En France, on est victime d'une double crise : celle liée à la politique gouvernementale et celle financière.



Saluez-vous quand même le volontarisme de Nicolas Sarkozy ?

C'est un agité. Je ne sais pas s'il est volontaire en tous cas, il bouge. Mais bouger ne constitue pas une politique. Sarkozy est plus un imprécateur qu'un président de la République faisant face à une crise politique profonde. Il est aussi paumé que beaucoup d'autres face à l'ampleur du séisme. Il veut lutter contre les paradis fiscaux mais qu'est-ce qu'il fait contre les banques françaises qui ont des filiales dans ces paradis pas forcément exotiques (Luxembourg, Irlande, Grande Bretagne)? Rien. En réalité, il jette un nuage de fumée pour faire croire à l'opinion qu'il agit pour réformer le capitalisme mondial. Mon oeil!


L'Union européenne est-elle à la hauteur ?

Cela fait longtemps que les écologistes réclament une europe fédérale. C'est à dire une europe qui gouverne en matière économique, sociale, écologique et affaires étrangères. On en est loin. Aujourd'hui, c'est le retour de l'Etat nation.



Un gouvernement économique européen n'est pas possible ?

Données fournies ▸

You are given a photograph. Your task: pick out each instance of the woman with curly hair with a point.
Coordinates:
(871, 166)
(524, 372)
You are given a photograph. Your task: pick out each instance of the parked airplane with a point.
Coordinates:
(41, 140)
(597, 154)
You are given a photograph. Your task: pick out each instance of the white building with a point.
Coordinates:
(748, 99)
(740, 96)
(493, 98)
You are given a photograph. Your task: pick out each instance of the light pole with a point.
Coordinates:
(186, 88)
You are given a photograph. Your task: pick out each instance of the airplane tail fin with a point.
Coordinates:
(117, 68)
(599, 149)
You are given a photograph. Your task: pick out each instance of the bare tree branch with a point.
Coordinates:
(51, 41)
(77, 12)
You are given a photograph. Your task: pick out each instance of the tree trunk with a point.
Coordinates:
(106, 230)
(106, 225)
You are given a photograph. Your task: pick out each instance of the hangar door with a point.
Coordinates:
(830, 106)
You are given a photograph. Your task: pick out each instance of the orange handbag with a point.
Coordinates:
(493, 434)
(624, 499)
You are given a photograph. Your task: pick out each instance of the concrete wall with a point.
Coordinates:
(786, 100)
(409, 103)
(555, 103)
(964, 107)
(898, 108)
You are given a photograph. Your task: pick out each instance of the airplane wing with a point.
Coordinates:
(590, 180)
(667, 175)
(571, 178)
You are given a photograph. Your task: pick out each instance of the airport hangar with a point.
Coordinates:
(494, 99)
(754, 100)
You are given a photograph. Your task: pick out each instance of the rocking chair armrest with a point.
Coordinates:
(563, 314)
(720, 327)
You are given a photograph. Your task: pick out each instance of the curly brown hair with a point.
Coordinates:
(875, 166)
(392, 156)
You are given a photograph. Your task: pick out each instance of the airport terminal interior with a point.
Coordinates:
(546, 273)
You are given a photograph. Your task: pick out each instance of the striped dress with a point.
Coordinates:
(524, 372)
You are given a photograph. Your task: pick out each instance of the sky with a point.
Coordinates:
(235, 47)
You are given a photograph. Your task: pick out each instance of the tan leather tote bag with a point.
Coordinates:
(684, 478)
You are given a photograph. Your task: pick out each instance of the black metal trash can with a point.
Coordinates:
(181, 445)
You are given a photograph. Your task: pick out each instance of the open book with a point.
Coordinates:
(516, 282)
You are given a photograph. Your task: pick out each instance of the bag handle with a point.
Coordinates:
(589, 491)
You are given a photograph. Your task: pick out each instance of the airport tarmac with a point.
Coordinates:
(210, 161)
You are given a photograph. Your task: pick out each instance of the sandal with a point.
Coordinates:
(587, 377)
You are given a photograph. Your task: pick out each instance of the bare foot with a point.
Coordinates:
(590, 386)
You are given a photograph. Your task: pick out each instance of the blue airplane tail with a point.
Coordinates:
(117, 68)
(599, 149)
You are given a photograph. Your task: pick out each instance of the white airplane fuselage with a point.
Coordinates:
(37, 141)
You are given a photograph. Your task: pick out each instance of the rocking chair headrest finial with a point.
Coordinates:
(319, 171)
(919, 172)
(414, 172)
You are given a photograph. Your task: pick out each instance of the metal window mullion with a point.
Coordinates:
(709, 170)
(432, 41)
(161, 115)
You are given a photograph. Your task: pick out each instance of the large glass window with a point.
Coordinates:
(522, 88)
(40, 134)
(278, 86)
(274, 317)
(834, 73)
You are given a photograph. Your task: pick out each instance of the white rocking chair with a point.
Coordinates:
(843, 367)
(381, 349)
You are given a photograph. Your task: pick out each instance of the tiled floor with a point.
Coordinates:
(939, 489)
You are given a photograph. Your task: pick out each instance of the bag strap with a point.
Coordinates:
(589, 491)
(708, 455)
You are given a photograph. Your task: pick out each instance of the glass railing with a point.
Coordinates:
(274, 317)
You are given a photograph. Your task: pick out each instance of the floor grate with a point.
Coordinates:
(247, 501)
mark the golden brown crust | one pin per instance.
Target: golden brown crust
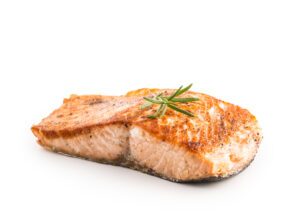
(214, 124)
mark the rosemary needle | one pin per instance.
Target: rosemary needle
(169, 102)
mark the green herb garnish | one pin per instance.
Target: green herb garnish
(171, 102)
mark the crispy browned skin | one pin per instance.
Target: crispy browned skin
(198, 144)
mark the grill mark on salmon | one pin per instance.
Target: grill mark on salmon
(221, 140)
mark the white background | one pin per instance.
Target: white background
(244, 52)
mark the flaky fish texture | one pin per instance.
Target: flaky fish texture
(219, 141)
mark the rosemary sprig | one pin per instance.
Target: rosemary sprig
(169, 102)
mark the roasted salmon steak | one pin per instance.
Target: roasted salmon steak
(219, 141)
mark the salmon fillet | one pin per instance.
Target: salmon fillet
(220, 140)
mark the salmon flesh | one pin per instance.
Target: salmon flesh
(220, 140)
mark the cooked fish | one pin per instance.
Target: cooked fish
(220, 140)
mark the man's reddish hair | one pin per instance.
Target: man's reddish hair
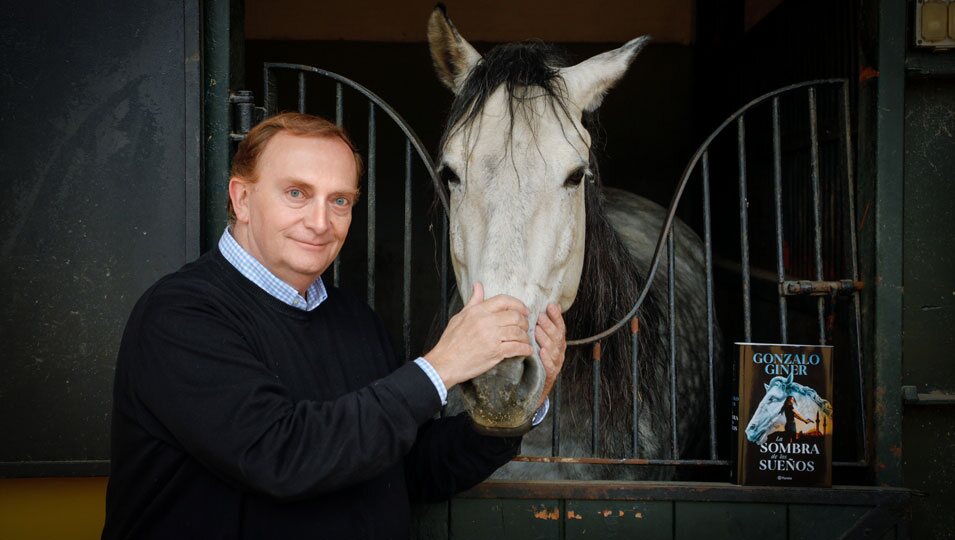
(246, 158)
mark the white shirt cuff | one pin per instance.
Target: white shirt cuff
(435, 379)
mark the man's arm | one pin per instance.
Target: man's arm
(214, 399)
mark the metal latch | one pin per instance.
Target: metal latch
(819, 288)
(911, 396)
(244, 113)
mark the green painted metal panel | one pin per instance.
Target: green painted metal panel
(887, 284)
(730, 521)
(822, 522)
(929, 301)
(430, 521)
(610, 520)
(505, 519)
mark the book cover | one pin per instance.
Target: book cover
(783, 422)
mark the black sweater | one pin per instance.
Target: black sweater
(237, 416)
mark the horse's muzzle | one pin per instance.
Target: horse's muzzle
(502, 402)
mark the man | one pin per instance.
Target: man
(253, 401)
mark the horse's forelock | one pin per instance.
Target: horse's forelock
(526, 71)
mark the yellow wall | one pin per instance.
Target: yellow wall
(52, 508)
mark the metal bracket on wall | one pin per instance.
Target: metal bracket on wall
(244, 114)
(911, 396)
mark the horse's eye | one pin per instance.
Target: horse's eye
(448, 177)
(576, 177)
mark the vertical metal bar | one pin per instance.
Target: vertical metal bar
(268, 94)
(555, 410)
(778, 199)
(339, 119)
(671, 324)
(635, 383)
(406, 271)
(887, 189)
(372, 162)
(744, 228)
(301, 91)
(710, 317)
(443, 248)
(217, 149)
(854, 264)
(816, 211)
(594, 431)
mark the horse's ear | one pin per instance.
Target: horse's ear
(452, 55)
(588, 81)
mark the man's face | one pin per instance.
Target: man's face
(294, 219)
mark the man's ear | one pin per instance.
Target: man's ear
(239, 195)
(588, 81)
(452, 55)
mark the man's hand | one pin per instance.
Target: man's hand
(479, 336)
(551, 337)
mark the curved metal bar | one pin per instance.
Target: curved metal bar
(415, 141)
(671, 213)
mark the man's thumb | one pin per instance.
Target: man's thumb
(477, 294)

La consigne ▸ Rédigez la suite de l'entretien sur la crise financière et l'Union européenne, en commençant juste après sa dernière phrase.

Réponse attendue ▸
En fonction de l'évolution de la situation, on sera peut être contraint de se replier sur un noyau dur d'un certain nombre de pays de la zone euro. Mais pour l'heure, je constate que Nicolas Sarkozy joue plutôt perso. Il veut tout être, tout imposer, se prend pour le président du monde ! Il faut qu'il arrête cette espèce de mégalomanie. Quand on est déjà président de l'Union européenne, on tient compte de ses partenaires.


L'Union Europe-Ecologie, créée notamment avec Dany Cohn-Bendit, semble bien démunie pour faire entendre sa voix dans cette crise ?

Au contraire! L'heure de l'écologie a sonné. La croissance verte est devenu le nouveau graal d'un capitalisme qui a montré ses limites et son obscénité. Je suis pour le développement d'une économie écologique. Cela veut dire s'orienter vers un autre mode de vie et de consommation, passer d'une société d'ébriété énergétique à une société de sobriété énergétique. C'est essayer à la faveur de cette crise de montrer que notre projet est adapté au monde d'aujourd'hui. Car au-delà de la crise économique, politique et sociale, il y en une autre: la crise écologique. Ne rien faire, ne rien prévoir, c'est prendre le risque pour les gouvernements d'être accusés de crimes contre l'Humanité.


N'est-ce pas très loin des préoccupations actuelles des Français ?

C'est au coeur de leurs préoccupations! Investir aujourd'hui dans l'habitat, le développement durable, c'est créer des emplois non délocalisables. Ce n'est pas moi qui le dit mais le dernier rapport de l'Organisation internationale du travail (OIT).


Pourquoi alors les Verts n'ont-ils pas voté à l'Asssemblée le Grenelle 1 de l'environnement ?

Parce que le Grenelle 1, ce n'est que du baratin. Et que le Grenelle 2 qui doit tout mettre en musique n'est même pas programme ! Mais il aura une deuxième lecture et on espère que le gouvernement fera mieux au match retour qu'au match aller.


Bientôt le congrès du PS. Vous êtes plutôt Delanoë, Aubry ou Royal ?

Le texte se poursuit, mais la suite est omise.